RECORD SET.
+++

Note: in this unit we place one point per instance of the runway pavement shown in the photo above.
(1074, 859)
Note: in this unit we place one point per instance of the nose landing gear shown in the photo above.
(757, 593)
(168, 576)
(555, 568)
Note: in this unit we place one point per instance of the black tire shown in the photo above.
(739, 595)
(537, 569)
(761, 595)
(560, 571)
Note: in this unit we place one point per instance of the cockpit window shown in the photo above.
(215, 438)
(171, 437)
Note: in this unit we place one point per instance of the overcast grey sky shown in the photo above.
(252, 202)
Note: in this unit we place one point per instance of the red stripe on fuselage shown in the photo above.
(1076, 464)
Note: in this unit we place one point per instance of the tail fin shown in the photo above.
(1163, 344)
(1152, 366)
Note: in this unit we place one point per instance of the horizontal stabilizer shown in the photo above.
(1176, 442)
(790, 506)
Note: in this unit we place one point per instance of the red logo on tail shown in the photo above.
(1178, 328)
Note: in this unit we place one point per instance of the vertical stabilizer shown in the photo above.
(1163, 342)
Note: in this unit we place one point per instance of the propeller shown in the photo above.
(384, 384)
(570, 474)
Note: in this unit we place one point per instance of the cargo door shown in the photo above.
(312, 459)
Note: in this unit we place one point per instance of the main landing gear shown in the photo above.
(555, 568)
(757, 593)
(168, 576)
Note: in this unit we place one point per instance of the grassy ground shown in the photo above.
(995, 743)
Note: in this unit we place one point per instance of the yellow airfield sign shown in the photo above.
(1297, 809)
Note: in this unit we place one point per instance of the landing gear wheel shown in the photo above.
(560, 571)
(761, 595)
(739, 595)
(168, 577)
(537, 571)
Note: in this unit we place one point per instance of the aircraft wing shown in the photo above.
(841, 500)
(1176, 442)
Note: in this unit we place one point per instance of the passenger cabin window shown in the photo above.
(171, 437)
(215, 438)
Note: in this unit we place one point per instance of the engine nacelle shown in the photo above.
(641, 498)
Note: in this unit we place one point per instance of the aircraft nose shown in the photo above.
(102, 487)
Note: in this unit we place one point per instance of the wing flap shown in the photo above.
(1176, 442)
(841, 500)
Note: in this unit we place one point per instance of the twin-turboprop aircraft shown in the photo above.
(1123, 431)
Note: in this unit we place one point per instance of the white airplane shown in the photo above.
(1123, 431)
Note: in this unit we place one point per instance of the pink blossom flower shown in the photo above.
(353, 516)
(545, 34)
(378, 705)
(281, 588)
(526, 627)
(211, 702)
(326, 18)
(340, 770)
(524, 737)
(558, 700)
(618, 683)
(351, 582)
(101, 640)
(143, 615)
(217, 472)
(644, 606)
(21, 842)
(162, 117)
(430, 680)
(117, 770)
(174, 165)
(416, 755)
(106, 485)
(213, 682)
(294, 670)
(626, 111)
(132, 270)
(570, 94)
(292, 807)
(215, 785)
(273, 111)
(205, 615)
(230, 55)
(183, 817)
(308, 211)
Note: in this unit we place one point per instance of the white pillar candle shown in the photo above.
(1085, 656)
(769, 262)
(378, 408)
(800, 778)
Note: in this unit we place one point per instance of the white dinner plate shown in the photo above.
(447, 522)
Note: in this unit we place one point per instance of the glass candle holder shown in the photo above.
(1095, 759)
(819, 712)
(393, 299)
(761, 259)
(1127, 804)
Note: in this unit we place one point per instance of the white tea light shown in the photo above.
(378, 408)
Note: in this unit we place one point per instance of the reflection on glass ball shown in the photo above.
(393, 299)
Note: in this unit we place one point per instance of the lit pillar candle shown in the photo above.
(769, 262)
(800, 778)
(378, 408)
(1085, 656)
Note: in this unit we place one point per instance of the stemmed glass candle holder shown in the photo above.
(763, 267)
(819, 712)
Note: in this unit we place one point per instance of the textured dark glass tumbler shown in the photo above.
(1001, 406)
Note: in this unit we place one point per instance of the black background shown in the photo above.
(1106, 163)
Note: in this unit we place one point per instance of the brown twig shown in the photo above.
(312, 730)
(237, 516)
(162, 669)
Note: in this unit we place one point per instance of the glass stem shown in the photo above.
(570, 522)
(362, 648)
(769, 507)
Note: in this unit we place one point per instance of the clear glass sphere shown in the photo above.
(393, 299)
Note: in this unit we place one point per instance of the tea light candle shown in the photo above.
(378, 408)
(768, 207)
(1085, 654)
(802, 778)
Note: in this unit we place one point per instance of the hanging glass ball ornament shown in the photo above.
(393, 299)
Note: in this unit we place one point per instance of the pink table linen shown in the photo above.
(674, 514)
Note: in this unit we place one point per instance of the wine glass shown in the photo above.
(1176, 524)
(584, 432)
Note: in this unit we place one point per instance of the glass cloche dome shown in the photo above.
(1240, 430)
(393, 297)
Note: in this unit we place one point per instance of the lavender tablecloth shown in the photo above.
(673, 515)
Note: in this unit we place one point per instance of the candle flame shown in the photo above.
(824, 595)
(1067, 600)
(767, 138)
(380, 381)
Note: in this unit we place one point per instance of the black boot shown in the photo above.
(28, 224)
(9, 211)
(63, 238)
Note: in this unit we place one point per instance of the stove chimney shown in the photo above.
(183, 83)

+++

EXERCISE INSTRUCTIONS. Would you write out each entry precisely as it is given?

SOLUTION BELOW.
Note: in this unit we place one point per instance of the runway pavement shown in the photo above.
(1074, 859)
Note: in this unit we place one point per instance of the nose landing gear shown in the photo above.
(757, 593)
(168, 576)
(555, 568)
Note: in this unit we place one point per instance of the black tire shown in the photo above.
(739, 595)
(537, 569)
(761, 595)
(560, 571)
Note: in this unit we place one point per instance of the cockpit window shown in the photo above.
(215, 438)
(171, 437)
Note: in this unit we place one point per instance of the overcast grey sky shown in the photo above.
(252, 202)
Note: in this unit we place one point per instance of the red stripe on fuselage shown in the photo above.
(1076, 464)
Note: in this unit we place one point per instance of the tail fin shown in the photo above.
(1163, 344)
(1152, 366)
Note: in this unit we place one point per instance of the horizontal stabilizer shown in the photo above.
(1176, 442)
(790, 506)
Note: in this unit we place one point per instance of the red logo on tail shown in the photo above.
(1178, 328)
Note: in this unit we place one point per instance of the vertical stabilizer shown in the photo above.
(1163, 342)
Note: in this unit we place one point per instance of the propeller shown in the photo above.
(384, 384)
(570, 474)
Note: in this unit we place one point per instance of the cargo door shown in the photo above.
(312, 459)
Note: in this unit we place one point per instance of the main landing gear shown in the photo above.
(555, 568)
(757, 593)
(168, 576)
Note: in this unit we place one point per instance of the grassy ground shown in the photo above.
(995, 743)
Note: in this unit we place one point per instance of the yellow airfield sign shown in the photo above.
(1297, 809)
Note: in this unit we place one point per instance of the landing gear wheel shown in the photo above.
(560, 571)
(761, 595)
(739, 595)
(168, 577)
(537, 571)
Note: in this unit we place one point per instance of the aircraft wing shown in the photo above.
(841, 500)
(1176, 442)
Note: in this unit we place one point per instance of the passenger cabin window shown in the photo above.
(171, 437)
(215, 438)
Note: in this unit we place one point per instance of the engine nacelle shown in the photo above.
(641, 498)
Note: in this unit we place one point per instance of the aircraft nose shown in the photo above.
(102, 487)
Note: in this unit we place one point per instance of the wing flap shown in the photo above.
(1176, 442)
(841, 500)
Note: in this unit we place one point per instance of the twin-turboprop aircraft shown in the photo above.
(1123, 431)
Note: in this unit we place one point per instance of the white airplane shown in the photo above.
(1123, 431)
Note: in this unit we place one point per instance of the pink blossom flower shown in the photo above.
(353, 516)
(545, 34)
(378, 705)
(281, 588)
(526, 627)
(211, 702)
(326, 18)
(340, 770)
(524, 737)
(558, 700)
(618, 683)
(351, 582)
(101, 640)
(143, 615)
(217, 472)
(644, 606)
(21, 842)
(162, 117)
(430, 680)
(117, 770)
(174, 165)
(416, 755)
(106, 485)
(213, 682)
(294, 670)
(626, 111)
(132, 270)
(570, 94)
(292, 807)
(215, 785)
(273, 111)
(205, 615)
(230, 55)
(183, 817)
(308, 211)
Note: in this unit we place one point per instance of the white pillar candle shown in the photo above.
(1085, 656)
(769, 262)
(378, 408)
(800, 778)
Note: in this unit we place one point per instance of the white dinner plate shown in the photo above.
(447, 522)
Note: in this unit we place one point per instance of the glass candle holder shown in the photo above.
(1095, 759)
(819, 712)
(393, 299)
(761, 259)
(1127, 804)
Note: in this unit we place one point per instance of the white tea light shown in the photo above.
(378, 408)
Note: in this unit we place one point per instance of the reflection on glass ball shown in the photo above.
(393, 299)
Note: in this unit we place one point per instance of the lit pillar candle shown in the photo above.
(769, 262)
(800, 778)
(378, 408)
(1085, 656)
Note: in this unit we place one point per instance of the stemmed glass candle holder shown in the photo above.
(763, 267)
(819, 712)
Note: in this unit we place one point per instance of the textured dark glass tumbler shown in the photo above.
(1001, 406)
Note: in this unit we place one point per instance of the black background shown in the photo above.
(1106, 163)
Note: in this unit we place one point per instance of the brown twig shown in the photo above.
(312, 730)
(237, 516)
(162, 669)
Note: in this unit we place one point per instance of the glass stem shown in the photo above.
(570, 522)
(362, 648)
(769, 507)
Note: in this unit we place one point per instance of the clear glass sphere shown in the photo above.
(393, 299)
Note: in this unit we place one point per instance of the tea light candle shown in the photo above.
(378, 408)
(768, 207)
(1085, 654)
(802, 778)
Note: in this unit we place one point per instance of the hanging glass ball ornament shown in the photo above.
(393, 299)
Note: in this unit we place one point per instance of the pink table linen shown in the photo above.
(674, 514)
Note: in this unit we place one point per instance of the wine glass shown in the photo above.
(1176, 524)
(584, 432)
Note: in this unit we place one point per instance of the glass cloche dome shown in the photo above.
(1240, 430)
(393, 297)
Note: in this unit we place one point per instance of the lavender tablecloth shown in the photo above.
(673, 515)
Note: in this unit we place one point per instance of the candle flame shown in the photo above.
(824, 595)
(1067, 600)
(767, 138)
(380, 381)
Note: in this unit we place one point per instance of the black boot shown in the photo above.
(28, 224)
(9, 211)
(63, 238)
Note: in this unit we place one point per instance of the stove chimney shown in the photo above.
(183, 83)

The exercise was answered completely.